◆ Assigned task 1 ◆
In the retail media article, which ad format is retail media expected to trail in growth this year?
◆ Assigned task 2 ◆
Using the retail media article, explain why the first-party data held by retail media networks is so valuable to brands.
◆ Assigned task 3 ◆
Pick up the retail media article after its last sentence and continue it.

◆ Document passage ◆
========
- It’s Growing Fast
- RMNs are a Mixed Bag
- The Gaps
eMarketer and Attain took an in-depth look at the conditions that make retail media such a strong alternative to other high-growth channels and the gaps that still need to be addressed to realize its full potential for marketers, retailers, and customers.
In short, retail media’s rise to power was ushered in by a failing and largely defunct system of 3rd party cookies, the explosion of eCommerce, and a need for targeted performance-based advertising solutions.
The pandemic forever shifted the landscape of commerce worldwide for a variety of industries, and in its wake, retail media arose in lockstep with eCommerce.
In case you missed the webinar, below are our 3 takeaways. Keep reading to learn about each one, including solutions for making the most of this booming channel.
It’s Growing Fast
Retail media will be the second fastest growing ad format behind connected television (CTV) this year, surpass it by next year, and leave linear TV in its wake in the US market by 2025, according to Paul Verna, Principal Analyst at Insider Intelligence.
Not only is retail media growing, it’s outpacing the total digital advertising market’s growth, nearly mimicking the eCommerce market’s growth.
Why the unprecedented growth? Retail media solves a number of problems marketers have struggled with leading up to its current success, including, access to first-party data that can work in conjunction with their internal audience data, point of purchase (and lead-up) data, and purchase/post-purchase clarity.
Retail media networks build their businesses on unique access to first-party data that has near-unfettered insight into customer purchase behaviors; something that is immensely valuable to brands who want to tie their ad dollars to sales and are actively working to futureproof their data strategy in a cookieless world.
RMNs Are A Mixed Bag
From discount stores and mass merchandisers to grocers and eCommerce giants, there are a number of major players that span the landscape of retail media, each adding its own value in process and depth of consumer insights.
========
◆ Information ◆
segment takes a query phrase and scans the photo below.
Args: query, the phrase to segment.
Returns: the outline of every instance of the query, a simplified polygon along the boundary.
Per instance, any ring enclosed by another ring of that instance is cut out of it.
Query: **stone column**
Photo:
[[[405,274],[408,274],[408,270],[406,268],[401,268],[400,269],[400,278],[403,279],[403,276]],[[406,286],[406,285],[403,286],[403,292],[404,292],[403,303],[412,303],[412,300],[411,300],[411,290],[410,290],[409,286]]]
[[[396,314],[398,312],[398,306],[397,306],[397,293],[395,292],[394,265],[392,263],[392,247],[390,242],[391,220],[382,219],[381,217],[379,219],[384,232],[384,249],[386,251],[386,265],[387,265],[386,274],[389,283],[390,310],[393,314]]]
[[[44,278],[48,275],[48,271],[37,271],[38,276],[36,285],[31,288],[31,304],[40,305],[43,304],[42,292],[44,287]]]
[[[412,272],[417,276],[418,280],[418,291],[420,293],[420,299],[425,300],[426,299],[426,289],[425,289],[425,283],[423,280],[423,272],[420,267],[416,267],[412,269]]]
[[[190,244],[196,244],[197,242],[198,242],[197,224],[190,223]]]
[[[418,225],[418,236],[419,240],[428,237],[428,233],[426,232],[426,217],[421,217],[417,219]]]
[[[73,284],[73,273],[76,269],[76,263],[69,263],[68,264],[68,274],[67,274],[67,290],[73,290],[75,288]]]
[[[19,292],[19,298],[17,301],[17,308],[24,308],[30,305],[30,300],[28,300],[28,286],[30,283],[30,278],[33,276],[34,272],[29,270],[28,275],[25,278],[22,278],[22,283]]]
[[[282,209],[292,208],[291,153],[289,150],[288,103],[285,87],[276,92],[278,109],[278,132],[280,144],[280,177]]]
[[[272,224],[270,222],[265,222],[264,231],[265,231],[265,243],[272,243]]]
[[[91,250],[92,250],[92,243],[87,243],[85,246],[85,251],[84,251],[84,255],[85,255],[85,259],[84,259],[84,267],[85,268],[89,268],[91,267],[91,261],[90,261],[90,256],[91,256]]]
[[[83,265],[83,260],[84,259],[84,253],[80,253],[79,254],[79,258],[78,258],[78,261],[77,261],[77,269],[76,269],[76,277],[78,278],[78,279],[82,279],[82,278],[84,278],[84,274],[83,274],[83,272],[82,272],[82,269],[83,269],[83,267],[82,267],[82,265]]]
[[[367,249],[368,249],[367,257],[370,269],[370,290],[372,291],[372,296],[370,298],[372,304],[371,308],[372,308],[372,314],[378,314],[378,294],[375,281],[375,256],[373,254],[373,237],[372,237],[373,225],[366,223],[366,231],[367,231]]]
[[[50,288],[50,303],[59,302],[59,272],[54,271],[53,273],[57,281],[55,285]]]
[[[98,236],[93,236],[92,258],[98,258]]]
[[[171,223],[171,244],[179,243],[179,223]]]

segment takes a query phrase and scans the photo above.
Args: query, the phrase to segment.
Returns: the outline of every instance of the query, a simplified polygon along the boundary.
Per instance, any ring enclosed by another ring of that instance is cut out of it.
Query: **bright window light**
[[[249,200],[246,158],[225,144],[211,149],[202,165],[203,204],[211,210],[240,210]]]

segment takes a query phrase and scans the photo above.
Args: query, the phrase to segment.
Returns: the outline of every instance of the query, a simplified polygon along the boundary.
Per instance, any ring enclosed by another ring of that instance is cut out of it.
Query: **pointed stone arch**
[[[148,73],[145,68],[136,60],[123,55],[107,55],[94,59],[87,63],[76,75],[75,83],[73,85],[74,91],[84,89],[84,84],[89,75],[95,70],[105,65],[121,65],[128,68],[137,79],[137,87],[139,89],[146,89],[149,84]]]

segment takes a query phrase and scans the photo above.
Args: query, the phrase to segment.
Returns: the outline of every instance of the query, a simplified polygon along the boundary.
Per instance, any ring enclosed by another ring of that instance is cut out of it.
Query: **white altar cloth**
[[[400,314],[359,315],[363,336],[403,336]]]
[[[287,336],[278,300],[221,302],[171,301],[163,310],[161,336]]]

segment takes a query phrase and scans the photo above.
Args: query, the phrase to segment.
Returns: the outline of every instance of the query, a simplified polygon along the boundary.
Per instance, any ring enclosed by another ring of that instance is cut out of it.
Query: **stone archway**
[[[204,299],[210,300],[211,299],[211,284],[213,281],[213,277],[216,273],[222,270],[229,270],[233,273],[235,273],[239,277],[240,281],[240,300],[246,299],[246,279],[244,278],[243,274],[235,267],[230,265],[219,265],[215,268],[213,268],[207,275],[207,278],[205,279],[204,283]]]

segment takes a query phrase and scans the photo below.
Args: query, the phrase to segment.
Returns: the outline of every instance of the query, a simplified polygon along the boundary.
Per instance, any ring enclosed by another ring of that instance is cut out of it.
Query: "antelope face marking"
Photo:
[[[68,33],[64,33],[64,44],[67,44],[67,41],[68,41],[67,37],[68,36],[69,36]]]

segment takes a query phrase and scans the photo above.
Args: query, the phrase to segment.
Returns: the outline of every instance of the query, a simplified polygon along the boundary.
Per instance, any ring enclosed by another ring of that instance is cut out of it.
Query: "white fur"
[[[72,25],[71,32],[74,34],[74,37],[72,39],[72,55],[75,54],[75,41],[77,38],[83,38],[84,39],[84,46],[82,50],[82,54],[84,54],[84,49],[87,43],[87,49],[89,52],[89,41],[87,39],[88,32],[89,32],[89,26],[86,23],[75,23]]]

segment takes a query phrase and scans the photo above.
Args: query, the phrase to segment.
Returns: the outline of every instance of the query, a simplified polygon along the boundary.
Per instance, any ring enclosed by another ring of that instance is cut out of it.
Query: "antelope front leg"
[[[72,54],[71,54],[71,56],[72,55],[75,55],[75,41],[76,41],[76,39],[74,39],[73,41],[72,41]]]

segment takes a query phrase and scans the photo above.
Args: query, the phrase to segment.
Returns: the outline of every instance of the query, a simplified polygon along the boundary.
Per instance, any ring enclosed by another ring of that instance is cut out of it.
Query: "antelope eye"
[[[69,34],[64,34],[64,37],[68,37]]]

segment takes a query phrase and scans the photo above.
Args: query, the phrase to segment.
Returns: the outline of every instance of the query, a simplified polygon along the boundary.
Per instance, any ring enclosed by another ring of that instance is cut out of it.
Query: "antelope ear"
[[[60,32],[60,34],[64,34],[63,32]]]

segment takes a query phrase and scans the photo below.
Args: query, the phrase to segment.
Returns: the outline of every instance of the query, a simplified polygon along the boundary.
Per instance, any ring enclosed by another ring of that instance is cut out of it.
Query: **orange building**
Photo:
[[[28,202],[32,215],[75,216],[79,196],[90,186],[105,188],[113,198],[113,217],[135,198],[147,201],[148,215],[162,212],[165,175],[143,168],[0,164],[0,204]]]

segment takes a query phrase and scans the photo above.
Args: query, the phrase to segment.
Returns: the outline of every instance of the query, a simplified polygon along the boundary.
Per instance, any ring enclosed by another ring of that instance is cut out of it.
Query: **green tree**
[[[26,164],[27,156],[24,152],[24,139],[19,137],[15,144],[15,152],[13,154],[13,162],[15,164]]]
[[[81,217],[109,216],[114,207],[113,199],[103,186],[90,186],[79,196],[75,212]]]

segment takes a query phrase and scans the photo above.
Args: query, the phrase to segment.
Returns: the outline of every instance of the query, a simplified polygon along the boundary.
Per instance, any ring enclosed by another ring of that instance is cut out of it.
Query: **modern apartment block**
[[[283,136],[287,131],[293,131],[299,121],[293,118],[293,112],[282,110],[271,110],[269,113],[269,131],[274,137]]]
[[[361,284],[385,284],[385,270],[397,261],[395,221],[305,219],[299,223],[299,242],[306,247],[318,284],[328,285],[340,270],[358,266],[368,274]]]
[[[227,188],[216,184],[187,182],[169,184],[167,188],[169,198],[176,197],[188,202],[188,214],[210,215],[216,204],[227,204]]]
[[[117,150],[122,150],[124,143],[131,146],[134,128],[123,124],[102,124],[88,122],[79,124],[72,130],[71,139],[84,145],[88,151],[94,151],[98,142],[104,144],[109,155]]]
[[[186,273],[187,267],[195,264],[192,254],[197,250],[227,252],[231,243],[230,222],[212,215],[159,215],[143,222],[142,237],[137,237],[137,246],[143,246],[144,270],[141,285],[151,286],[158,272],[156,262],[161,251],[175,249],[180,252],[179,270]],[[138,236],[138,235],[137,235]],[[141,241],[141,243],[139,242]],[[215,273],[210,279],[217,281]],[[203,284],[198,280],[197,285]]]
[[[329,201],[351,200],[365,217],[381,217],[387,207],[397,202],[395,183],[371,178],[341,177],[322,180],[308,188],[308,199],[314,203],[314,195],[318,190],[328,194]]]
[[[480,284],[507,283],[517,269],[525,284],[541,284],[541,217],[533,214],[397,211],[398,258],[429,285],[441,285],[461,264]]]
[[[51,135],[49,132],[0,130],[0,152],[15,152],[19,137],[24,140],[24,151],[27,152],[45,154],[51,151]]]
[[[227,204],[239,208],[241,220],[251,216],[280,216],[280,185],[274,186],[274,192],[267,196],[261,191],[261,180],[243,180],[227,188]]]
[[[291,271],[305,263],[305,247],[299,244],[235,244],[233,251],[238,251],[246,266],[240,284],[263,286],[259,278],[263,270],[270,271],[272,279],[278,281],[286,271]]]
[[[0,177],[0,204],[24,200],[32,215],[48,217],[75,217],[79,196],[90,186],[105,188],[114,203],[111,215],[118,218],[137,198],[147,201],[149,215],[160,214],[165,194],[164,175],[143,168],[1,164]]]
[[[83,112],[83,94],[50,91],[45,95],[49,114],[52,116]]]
========
◆ Answer box 1 ◆
Connected television (CTV).

◆ Answer box 2 ◆
Retail media networks have near-unfettered insight into customer purchase behaviors. Brands value this because they want to tie their ad dollars to sales. They are also working to futureproof their data strategy in a cookieless world.

◆ Answer box 3 ◆
In fact, it seems that almost every major retailer has an RMN or is part of one. This poses a slew of challenges for marketers, like:
The sheer number of RMNs leads to each having its own platform, targeting options, and audience demographics. This makes it difficult to streamline advertising campaigns and optimize them effectively across multiple networks due to something as simple as differing ad creative specifications, driving teams to create multiple iterations of the same creative to fit each platform.
Time, budget, and personnel are all finite resources for brands, and choosing which RMN to dedicate them to can be a tricky business. Choosing which to dedicate these resources to itself requires a careful and often time-consuming strategy to ensure advertisers get the most out of their ad spend.
It takes time for advertisers executing campaigns to learn the ins and outs of each platform as each RMN has its own set of rules, interfaces, and optimization techniques. The lack of interoperability is a functional issue for advertisers because it can be difficult to adapt from one system to the next, often in a single campaign if (more than likely) a team uses more than one RMN.
These issues and more lead to some significant gaps in the effectiveness of RMNs as a whole like the lack of standardization in measurement making it difficult to determine the success of a campaign across multiple networks. As such, many have likened RMNs to walled gardens.
“If you look at the analogy of a retailer and a retail media network, it is very much the four walls in which they operate,” said Brian Mandelbaum, CEO and co-founder of Attain. “This begs the question: where is the interoperability between one retailer and the next?”
Today, within these walled gardens there’s no true incentive for retail media to become interoperable and close the gap between metrics and attribution because they are already successful with proprietary siloed data offerings. RMNs provide home-baked performance metrics and don’t typically measure incrementality that takes into account all ecosystem-wide media buys. As a result, brands don’t really know how their campaigns measure up to their other non-RMN strategies.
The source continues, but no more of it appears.